*Qué harás*.
a - Según el fragmento sobre Martí y Sarmiento, ¿por qué sostiene el autor que Martí invierte el discurso civilizador de Sarmiento? Responde en una a tres oraciones.
b - Prolonga el fragmento sobre Martí y Sarmiento a partir de su última oración, con la misma voz y el mismo tono polémico.

*Pasaje extraído*.
╔══
Sí,
Jorge Camacho tendría que escribir muchas páginas para convencerme de que Martí
no invierte el discurso civilizador de Sarmiento: en Nuestra América es
demasiado clara la antinomia: si el uno reivindica la autoctonía contra los que
llama "letrados de librería", y dice que "no hay batalla entre
la civilización y la barbarie", el otro —¡vaya casualidad!— fue el que
acuñó la famosa dicotomía.
Camacho
podrá decir, como ha hecho a propósito de "Mi raza", que Nuestra
América se escribió en el contexto de la preparación de la guerra, y
conociendo como conoce al dedillo el corpus martiano, acaso
encuentre algún apunte donde Martí esboce una idea diferente; nada de ello
desmiente el hecho de que lo que caracteriza el discurso martiano —ese discurso
que tomó forma en la polémica con los autonomistas y en la propaganda de la
guerra— es la idea de que "cubano es más que negro, más que mulato, más
que blanco" y la reivindicación de la autoctonía de América Latina.
Reconocer
esto no significa, desde luego, "defender" a Martí de los
desmitificadores como Camacho; claro que la retórica martiana de la fraternidad
racial alimentó el "mito de democracia racial" —para decirlo como
Aline Helg— que legitimó la ilegalización de los Independientes de Color y, a
la postre, la masacre de 1912.
Camacho
se busca un blanco de paja cuando afirma que al colocar a Martí en las
antípodas de Sarmiento reproduzco la visión de Retamar, según la cual
"Martí es el bueno, Sarmiento es el malo". Justamente, esta polémica
comenzó con un artículo donde yo señalaba, a propósito de Cuba y su
evolución colonial, la paradoja de que hayan sido los letrados positivistas
tan criticados por Martí quienes entregaron esos estudios sobre los
"factores del país" que en Nuestra América aquel
pedía.
╚══
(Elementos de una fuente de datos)
╔══
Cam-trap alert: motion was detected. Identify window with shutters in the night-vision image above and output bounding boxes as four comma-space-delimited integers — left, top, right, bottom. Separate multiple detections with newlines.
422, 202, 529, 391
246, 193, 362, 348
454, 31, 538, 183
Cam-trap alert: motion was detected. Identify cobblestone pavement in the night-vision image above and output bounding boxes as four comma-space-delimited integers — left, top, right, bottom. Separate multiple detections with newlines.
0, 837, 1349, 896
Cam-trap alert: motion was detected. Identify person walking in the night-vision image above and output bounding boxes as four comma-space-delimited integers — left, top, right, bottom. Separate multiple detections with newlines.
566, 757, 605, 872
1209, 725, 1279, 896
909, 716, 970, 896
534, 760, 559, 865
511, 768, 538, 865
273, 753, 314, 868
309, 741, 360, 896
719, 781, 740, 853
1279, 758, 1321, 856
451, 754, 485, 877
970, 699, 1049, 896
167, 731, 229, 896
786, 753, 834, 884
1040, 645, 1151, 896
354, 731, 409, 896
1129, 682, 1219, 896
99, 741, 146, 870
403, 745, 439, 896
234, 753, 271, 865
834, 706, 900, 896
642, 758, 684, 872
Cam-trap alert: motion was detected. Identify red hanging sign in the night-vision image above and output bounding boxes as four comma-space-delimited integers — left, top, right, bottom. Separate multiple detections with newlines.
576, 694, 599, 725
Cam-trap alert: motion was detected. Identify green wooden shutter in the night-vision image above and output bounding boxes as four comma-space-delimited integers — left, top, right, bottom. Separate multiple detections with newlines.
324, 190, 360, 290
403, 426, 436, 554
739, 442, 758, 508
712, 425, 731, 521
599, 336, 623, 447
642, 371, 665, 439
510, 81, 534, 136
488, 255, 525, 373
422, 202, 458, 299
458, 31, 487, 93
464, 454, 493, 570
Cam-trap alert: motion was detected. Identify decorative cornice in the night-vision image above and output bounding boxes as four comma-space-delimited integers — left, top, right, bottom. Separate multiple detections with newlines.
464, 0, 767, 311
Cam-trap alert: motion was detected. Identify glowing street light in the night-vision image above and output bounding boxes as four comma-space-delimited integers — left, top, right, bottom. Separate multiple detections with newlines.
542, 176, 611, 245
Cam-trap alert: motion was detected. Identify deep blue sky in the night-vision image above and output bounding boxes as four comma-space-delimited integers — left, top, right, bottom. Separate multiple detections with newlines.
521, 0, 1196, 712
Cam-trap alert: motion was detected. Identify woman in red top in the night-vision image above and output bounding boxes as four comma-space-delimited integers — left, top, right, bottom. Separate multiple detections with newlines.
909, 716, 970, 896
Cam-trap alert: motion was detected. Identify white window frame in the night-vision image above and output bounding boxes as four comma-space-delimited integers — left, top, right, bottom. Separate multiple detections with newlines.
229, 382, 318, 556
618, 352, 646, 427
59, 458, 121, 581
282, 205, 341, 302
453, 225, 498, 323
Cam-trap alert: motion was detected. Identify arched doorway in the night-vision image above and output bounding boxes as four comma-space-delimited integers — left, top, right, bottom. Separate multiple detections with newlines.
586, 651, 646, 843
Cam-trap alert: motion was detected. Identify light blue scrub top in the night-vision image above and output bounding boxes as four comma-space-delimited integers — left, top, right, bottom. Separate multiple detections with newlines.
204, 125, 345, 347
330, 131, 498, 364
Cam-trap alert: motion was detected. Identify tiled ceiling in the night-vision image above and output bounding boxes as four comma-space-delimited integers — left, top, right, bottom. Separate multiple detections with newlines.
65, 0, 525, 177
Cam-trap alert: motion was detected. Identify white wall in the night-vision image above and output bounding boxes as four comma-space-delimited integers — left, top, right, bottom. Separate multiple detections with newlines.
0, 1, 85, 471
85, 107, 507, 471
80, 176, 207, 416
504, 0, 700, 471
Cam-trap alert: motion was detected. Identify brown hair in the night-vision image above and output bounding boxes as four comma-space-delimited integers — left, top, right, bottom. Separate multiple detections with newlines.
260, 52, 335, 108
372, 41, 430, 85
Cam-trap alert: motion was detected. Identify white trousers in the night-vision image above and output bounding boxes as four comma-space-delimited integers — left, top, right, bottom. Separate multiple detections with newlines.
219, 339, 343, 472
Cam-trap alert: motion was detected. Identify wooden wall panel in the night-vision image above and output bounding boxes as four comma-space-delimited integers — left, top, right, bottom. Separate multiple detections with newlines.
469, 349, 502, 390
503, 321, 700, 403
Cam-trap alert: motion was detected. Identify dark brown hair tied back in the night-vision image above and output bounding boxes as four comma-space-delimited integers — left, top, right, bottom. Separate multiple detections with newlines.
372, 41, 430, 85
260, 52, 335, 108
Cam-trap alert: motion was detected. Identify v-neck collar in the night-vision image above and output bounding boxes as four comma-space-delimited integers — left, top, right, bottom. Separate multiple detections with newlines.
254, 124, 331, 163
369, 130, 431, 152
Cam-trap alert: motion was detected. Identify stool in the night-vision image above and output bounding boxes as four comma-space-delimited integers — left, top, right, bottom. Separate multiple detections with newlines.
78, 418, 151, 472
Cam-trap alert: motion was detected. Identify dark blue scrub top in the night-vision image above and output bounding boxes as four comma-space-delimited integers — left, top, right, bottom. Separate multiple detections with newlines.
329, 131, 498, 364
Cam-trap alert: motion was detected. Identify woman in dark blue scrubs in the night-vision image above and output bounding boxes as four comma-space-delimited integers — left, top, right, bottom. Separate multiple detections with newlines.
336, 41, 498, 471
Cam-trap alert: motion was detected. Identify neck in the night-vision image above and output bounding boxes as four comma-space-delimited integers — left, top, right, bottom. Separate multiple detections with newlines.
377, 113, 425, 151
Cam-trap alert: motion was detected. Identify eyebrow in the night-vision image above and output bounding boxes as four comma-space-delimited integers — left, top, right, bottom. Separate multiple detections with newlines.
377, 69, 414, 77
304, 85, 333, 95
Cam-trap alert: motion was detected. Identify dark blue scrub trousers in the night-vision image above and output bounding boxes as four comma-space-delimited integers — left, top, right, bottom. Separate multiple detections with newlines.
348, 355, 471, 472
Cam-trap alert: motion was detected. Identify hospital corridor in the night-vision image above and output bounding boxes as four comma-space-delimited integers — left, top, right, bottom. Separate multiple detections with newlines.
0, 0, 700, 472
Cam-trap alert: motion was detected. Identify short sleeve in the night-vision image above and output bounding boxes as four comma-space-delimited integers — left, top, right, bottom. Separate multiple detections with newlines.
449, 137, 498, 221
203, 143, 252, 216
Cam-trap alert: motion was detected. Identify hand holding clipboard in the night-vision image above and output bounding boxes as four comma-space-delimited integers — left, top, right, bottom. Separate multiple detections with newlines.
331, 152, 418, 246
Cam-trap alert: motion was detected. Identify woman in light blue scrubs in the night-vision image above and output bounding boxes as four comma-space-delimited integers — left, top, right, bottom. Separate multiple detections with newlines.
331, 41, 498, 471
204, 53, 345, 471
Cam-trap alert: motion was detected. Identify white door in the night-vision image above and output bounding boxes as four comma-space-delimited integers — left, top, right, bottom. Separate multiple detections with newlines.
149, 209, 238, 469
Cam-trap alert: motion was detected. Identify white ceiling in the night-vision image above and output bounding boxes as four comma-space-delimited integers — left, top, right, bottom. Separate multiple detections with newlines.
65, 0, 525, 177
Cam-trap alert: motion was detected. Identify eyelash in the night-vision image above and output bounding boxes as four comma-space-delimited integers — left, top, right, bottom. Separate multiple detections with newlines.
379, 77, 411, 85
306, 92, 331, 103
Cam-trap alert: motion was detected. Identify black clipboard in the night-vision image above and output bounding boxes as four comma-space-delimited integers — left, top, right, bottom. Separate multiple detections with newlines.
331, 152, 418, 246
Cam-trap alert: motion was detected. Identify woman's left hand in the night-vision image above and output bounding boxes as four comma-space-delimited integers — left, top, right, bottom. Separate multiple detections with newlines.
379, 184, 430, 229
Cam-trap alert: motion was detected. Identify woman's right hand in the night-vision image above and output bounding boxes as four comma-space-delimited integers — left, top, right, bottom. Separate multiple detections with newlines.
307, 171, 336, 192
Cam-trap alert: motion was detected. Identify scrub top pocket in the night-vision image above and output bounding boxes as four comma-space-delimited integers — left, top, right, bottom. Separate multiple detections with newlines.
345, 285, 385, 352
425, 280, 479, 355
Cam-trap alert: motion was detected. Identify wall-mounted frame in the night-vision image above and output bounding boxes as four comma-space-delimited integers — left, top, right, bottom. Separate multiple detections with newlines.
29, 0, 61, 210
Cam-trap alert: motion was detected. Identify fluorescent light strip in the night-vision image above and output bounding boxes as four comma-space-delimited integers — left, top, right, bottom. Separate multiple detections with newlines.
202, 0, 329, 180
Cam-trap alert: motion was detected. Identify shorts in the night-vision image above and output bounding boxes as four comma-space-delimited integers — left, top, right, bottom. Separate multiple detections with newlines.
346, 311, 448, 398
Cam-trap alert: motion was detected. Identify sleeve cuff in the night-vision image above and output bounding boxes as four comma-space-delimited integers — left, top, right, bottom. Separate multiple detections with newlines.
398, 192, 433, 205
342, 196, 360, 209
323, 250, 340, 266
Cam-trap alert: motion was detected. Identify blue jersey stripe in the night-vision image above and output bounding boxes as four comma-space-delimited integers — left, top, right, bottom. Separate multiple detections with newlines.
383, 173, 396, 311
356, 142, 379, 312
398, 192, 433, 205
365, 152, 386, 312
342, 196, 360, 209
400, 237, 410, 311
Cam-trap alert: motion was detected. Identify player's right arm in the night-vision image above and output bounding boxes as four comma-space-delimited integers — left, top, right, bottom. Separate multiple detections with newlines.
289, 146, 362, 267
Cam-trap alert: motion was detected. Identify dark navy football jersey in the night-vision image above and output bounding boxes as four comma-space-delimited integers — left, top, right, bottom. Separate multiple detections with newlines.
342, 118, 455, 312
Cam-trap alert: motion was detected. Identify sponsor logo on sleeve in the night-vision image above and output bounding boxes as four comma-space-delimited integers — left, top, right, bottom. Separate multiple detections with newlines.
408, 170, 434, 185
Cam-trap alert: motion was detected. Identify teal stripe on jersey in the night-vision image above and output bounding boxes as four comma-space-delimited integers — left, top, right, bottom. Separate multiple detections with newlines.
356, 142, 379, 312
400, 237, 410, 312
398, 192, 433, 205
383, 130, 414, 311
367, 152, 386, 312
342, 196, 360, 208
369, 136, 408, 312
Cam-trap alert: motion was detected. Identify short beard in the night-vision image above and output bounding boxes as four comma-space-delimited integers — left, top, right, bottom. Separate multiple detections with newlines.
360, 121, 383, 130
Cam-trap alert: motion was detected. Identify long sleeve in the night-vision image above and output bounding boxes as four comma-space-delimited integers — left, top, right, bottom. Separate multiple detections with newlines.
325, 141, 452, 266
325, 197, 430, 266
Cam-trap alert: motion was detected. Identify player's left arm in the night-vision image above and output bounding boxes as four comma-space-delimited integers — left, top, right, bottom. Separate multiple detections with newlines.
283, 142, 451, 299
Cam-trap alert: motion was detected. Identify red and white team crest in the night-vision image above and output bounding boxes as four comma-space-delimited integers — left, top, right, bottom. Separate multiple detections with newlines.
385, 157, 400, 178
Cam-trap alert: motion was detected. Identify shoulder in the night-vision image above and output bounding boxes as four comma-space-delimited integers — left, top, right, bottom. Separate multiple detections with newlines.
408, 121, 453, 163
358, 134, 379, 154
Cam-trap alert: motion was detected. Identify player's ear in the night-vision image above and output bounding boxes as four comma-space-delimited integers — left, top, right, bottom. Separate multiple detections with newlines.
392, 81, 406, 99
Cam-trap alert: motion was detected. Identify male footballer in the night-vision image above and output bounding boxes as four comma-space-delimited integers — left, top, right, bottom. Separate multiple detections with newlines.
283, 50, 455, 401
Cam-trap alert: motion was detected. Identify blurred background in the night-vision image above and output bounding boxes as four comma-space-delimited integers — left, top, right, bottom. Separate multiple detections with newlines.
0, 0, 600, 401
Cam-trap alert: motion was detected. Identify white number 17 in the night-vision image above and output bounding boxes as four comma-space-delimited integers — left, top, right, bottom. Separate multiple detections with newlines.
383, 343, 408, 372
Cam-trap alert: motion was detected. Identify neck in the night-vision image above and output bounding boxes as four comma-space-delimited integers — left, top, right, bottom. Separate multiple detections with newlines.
╚══
*Resultados por tarea*.
a - Porque en Nuestra América Martí reivindica la autoctonía contra los "letrados de librería" y afirma que "no hay batalla entre la civilización y la barbarie". Sarmiento, en cambio, fue quien acuñó esa dicotomía.

b -
Publicado
el 20 de mayo, ese artículo breve resultaba, desde luego, insuficiente para la
conmemoración, y por ello escribí otro sobre la vigencia de aquel debate entre
independentismo y autonomismo, a más de un siglo del fin de la Guerra del 95.
Fue entonces cuando apareció Camacho diciendo que insistir en ese contraste era
"ingenuo y simplista", pues todos —tanto Martí como los positivistas—
eran parte del liberalismo decimonónico analizado por Foucault.
Que
ahora me atribuya una apología tercermundista de Martí —que cualquier lector
puede comprobar que no hice—, acaso evidencia que el erudito Camacho se ha
quedado falto de argumentos; no veo en su último artículo una réplica
convincente para mi insistencia en que volver sobre la contradicción del
independentismo y el autonomismo no es tan simplista ni tan ingenuo.
Al
parecer, Camacho se sacó a Foucault de debajo de la manga como quien saca un as
de triunfo, pensando que traía "la última", y ante mi señalamiento de
la dificultad de plantear a partir de ahí el caso cubano, sin perder de vista
la diferencia entre democracia y totalitarismo —aparente o accesoria desde la
perspectiva radical de Foucault y otros pensadores contemporáneos, como Agamben
y Zizek—, no ha podido sino adoptar una ridícula pose de superioridad
intelectual.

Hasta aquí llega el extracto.